[Begin]

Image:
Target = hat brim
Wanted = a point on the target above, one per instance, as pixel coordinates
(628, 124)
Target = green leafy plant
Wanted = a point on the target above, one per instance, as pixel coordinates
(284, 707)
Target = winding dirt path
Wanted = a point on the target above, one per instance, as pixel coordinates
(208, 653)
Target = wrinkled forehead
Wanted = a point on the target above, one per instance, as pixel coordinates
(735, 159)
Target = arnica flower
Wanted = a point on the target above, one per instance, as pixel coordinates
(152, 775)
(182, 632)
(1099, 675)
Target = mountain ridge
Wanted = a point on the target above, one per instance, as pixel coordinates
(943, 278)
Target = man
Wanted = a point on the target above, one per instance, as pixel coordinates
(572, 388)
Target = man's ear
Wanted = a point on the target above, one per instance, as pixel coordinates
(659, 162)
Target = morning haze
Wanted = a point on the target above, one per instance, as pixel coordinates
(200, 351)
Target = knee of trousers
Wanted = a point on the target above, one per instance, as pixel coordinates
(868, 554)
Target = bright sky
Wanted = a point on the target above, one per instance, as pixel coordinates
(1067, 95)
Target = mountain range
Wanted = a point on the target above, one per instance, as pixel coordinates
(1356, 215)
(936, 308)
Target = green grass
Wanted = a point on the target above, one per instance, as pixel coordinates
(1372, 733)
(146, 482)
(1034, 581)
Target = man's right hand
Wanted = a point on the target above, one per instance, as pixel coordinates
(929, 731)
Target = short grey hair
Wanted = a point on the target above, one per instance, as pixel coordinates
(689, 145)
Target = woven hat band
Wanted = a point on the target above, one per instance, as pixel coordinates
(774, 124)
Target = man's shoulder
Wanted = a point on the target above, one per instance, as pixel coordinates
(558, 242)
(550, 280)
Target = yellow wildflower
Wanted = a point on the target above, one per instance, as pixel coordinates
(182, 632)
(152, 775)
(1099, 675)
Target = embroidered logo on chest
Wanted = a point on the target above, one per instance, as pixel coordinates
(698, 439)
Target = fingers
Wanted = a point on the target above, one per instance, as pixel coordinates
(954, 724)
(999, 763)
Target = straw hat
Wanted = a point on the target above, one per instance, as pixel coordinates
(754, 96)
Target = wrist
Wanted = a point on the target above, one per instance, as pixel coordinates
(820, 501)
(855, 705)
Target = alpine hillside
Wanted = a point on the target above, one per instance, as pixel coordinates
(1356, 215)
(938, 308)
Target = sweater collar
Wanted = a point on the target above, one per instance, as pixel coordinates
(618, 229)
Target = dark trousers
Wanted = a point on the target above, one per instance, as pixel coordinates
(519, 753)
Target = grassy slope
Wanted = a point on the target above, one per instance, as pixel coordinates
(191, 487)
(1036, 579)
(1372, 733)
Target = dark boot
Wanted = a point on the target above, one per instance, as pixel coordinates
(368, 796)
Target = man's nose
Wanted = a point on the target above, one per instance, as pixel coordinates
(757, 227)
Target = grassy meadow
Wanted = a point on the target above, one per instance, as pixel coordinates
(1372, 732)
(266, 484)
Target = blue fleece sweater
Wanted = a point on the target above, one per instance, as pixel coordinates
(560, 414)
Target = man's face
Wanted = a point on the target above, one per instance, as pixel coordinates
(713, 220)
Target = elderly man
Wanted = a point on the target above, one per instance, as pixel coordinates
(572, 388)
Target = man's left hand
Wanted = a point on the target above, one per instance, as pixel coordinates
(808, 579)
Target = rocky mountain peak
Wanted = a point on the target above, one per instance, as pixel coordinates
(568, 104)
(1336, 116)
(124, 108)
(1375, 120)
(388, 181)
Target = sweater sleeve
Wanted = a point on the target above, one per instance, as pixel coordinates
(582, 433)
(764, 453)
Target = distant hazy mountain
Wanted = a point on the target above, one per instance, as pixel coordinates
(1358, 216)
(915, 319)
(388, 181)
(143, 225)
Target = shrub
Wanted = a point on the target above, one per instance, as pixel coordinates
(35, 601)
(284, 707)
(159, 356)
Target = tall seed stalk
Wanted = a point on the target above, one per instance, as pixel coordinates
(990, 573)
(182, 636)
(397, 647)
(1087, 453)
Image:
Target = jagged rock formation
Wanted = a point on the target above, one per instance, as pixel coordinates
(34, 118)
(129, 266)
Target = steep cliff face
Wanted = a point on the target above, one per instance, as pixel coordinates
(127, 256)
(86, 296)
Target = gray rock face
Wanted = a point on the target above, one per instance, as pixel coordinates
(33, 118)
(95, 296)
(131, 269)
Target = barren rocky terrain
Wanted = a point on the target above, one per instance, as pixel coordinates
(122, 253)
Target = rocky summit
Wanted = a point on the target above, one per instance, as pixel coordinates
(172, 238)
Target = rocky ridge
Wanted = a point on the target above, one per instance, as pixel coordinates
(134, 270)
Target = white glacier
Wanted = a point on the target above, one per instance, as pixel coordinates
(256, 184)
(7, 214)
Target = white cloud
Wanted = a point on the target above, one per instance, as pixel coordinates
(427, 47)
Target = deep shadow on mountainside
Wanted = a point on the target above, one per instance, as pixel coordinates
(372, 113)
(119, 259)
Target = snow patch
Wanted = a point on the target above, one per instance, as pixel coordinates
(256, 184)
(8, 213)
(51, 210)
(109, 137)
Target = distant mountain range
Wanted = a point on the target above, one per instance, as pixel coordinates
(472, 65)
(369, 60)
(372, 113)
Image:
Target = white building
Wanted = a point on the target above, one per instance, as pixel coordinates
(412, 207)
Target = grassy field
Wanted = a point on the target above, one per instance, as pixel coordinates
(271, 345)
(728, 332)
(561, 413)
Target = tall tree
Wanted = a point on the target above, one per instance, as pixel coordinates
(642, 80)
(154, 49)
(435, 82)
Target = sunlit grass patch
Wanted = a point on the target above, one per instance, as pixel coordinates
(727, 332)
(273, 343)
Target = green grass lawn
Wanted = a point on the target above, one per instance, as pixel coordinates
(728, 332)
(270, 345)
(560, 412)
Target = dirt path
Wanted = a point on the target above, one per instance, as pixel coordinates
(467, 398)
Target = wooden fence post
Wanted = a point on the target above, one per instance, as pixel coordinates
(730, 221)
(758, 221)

[End]

Exercise details:
From the line containing "Target = gray rock face" down to the final line of the data, write out every line exactly; both the first and last of these belong in your answer, and nothing else does.

Response:
Target = gray rock face
Wanted = a point on the target above, one per instance, as pixel coordinates
(33, 118)
(95, 296)
(131, 269)
Target = barren rocky terrain
Wanted = a point on the target above, one per instance, as pixel coordinates
(122, 253)
Target = rocky summit
Wanted = a point on the target above, one per instance, as pixel coordinates
(172, 238)
Target = rocky ridge
Wanted = a point on the target above, one per instance, as pixel coordinates
(134, 270)
Target = white glacier
Wanted = a point on the target above, one per instance, as pixel coordinates
(256, 184)
(7, 214)
Target = white cloud
Wanted = a point on the target above, one per instance, as pixel coordinates
(427, 47)
Target = deep shadow on mountainside
Wanted = a point on the target above, one per instance, as pixel coordinates
(372, 113)
(119, 259)
Target = snow patch
Wanted = a point on the target above, one per instance, as pixel coordinates
(256, 184)
(8, 213)
(51, 210)
(109, 137)
Target = distant mountain range
Wanted = a point on the target above, one per instance, as pixel coordinates
(472, 65)
(369, 60)
(372, 113)
Image:
Target = white building
Wanted = a point on the target above, one per instance, as pixel coordinates
(412, 207)
Target = grassy field
Wanted = a point on the target above, one per instance, as pixel coordinates
(271, 345)
(728, 332)
(561, 413)
Target = tall tree
Wanted = a point on the target above, one per instance, as pixel coordinates
(642, 80)
(154, 49)
(435, 82)
Target = sunlit grass patch
Wanted = a point on the target above, one per instance, as pixel coordinates
(727, 332)
(273, 343)
Target = green grass lawn
Wanted = a point on the target above, one per instance, as pixel coordinates
(728, 332)
(270, 345)
(560, 412)
Target = dirt path
Wanted = a point on the target above, one per instance, as pixel coordinates
(467, 398)
Target = wooden fence post
Wanted = a point on the target above, one per instance, as pixel coordinates
(730, 221)
(758, 221)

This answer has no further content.